===== The records

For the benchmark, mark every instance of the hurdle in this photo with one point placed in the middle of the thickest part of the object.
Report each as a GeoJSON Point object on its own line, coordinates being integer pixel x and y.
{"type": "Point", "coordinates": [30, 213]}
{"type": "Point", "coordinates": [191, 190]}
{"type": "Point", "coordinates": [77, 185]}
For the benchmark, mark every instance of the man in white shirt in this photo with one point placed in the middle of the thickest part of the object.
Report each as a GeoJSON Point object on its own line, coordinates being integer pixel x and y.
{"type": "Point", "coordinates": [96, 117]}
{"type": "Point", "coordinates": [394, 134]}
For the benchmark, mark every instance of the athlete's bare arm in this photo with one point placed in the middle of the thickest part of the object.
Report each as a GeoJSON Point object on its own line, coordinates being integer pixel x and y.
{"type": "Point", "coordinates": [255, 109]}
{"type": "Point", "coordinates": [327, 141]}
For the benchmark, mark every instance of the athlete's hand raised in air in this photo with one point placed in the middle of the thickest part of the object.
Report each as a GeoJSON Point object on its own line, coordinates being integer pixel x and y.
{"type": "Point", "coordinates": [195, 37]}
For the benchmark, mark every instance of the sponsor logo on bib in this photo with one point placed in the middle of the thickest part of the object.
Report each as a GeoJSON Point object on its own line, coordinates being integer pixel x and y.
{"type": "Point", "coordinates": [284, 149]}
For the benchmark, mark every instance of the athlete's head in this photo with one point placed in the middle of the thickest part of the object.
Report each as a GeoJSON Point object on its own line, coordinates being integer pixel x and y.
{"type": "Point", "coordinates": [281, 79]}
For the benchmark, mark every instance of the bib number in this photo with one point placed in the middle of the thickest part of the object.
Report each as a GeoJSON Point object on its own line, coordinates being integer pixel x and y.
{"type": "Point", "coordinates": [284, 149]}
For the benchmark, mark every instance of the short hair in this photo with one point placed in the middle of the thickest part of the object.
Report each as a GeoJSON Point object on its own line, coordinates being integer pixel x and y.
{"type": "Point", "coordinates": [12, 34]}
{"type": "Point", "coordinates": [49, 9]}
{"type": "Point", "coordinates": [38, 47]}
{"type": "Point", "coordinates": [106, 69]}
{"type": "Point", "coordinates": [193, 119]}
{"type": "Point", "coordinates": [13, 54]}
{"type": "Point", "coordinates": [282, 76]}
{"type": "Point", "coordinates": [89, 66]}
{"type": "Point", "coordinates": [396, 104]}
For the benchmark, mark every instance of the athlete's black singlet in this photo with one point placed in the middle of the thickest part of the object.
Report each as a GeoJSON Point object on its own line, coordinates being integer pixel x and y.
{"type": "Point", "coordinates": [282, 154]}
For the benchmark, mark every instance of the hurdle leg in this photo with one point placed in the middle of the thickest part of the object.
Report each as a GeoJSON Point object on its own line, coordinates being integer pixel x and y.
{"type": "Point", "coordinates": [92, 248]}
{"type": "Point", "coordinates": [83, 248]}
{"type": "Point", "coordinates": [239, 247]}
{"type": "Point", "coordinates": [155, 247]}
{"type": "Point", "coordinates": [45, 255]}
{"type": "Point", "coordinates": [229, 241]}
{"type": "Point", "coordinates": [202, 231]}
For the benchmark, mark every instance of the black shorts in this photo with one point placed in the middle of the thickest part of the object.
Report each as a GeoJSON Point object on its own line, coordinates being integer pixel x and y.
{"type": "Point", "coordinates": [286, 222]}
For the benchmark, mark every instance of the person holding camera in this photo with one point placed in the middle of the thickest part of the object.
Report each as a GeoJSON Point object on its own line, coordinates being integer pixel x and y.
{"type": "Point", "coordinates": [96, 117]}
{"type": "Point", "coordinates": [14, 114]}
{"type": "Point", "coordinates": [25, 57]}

==========

> **Task to complete**: Substitute "evaluation" for "benchmark" wherever it occurs in the rows above, and reproduce the rows with everything else unchanged.

> **Task output**:
For the evaluation, mark every instance of the hurdle in this photo with one point placed in the middle of the thickest part of the object.
Report each as a GeoJSON Point object on its own line, coordinates being integer pixel x and y.
{"type": "Point", "coordinates": [30, 213]}
{"type": "Point", "coordinates": [191, 190]}
{"type": "Point", "coordinates": [77, 185]}
For the evaluation, mark every instance of the man in white shirt in this photo with one point placed in the middle of the thickest part of the object.
Report each as a GeoJSON Point object on its own line, coordinates being integer pixel x and y.
{"type": "Point", "coordinates": [96, 117]}
{"type": "Point", "coordinates": [394, 134]}
For the evaluation, mark every instance of the athlete's bare arm in this photo with one point placed in the middle of the thickest part of the object.
Report each as a GeoJSON Point object on its own line, coordinates being integer pixel x and y.
{"type": "Point", "coordinates": [255, 109]}
{"type": "Point", "coordinates": [327, 141]}
For the evaluation, mark every instance of the athlete's hand raised in air in this photo with one point placed in the middle of the thickest part of the object.
Report each as a GeoJSON Point object on its own line, coordinates being integer pixel x and y.
{"type": "Point", "coordinates": [195, 37]}
For the evaluation, mark every instance of the sponsor logo on bib in this photo with one point placed in the middle of the thickest part of the object.
Report each as a GeoJSON Point object on its own line, coordinates being integer pixel x and y.
{"type": "Point", "coordinates": [284, 149]}
For the evaluation, mark every instance of the athlete's head in this photo with one point placed in the middle of the thickest part of the object.
Report each as a GeoJSON Point object on its own line, coordinates being integer pixel x and y.
{"type": "Point", "coordinates": [281, 79]}
For the evaluation, mark every instance of the bib number in this photo with one point placed in the middle of the thickest part of the object.
Report each as a GeoJSON Point object on its own line, coordinates being integer pixel x and y.
{"type": "Point", "coordinates": [284, 149]}
For the evaluation, mark every instance of the short hair in this photo with one point placed in the middle of the thickest part of the object.
Report each as a GeoJSON Point object on its own line, coordinates being integer pixel x and y.
{"type": "Point", "coordinates": [12, 34]}
{"type": "Point", "coordinates": [49, 9]}
{"type": "Point", "coordinates": [38, 47]}
{"type": "Point", "coordinates": [106, 69]}
{"type": "Point", "coordinates": [193, 119]}
{"type": "Point", "coordinates": [13, 54]}
{"type": "Point", "coordinates": [282, 76]}
{"type": "Point", "coordinates": [89, 66]}
{"type": "Point", "coordinates": [396, 104]}
For the evaluation, mark every instance of the athlete's black singlet in this photo with one point placed in the middle of the thickest part of the object.
Report each as a GeoJSON Point object on its own line, coordinates being integer pixel x and y.
{"type": "Point", "coordinates": [282, 154]}
For the evaluation, mark every instance of the hurdle leg in this photo with one point placed in the middle of the thickest part of the object.
Report each as a GeoJSON Point object on its own line, coordinates being integer pixel x and y.
{"type": "Point", "coordinates": [92, 248]}
{"type": "Point", "coordinates": [83, 248]}
{"type": "Point", "coordinates": [239, 247]}
{"type": "Point", "coordinates": [155, 247]}
{"type": "Point", "coordinates": [45, 255]}
{"type": "Point", "coordinates": [229, 241]}
{"type": "Point", "coordinates": [202, 231]}
For the evaluation, mark every instance of the black shorts in this photo with one point placed in the middle of the thickest part of the object.
Report each as a GeoJSON Point object on its own line, coordinates being integer pixel x and y.
{"type": "Point", "coordinates": [286, 222]}
For the evaluation, mark every instance of the person holding camera in this photo with one point placed in the middle of the thickest part of the object.
Report each as a GeoJSON Point object on its own line, coordinates being integer pixel x and y.
{"type": "Point", "coordinates": [96, 117]}
{"type": "Point", "coordinates": [14, 114]}
{"type": "Point", "coordinates": [25, 57]}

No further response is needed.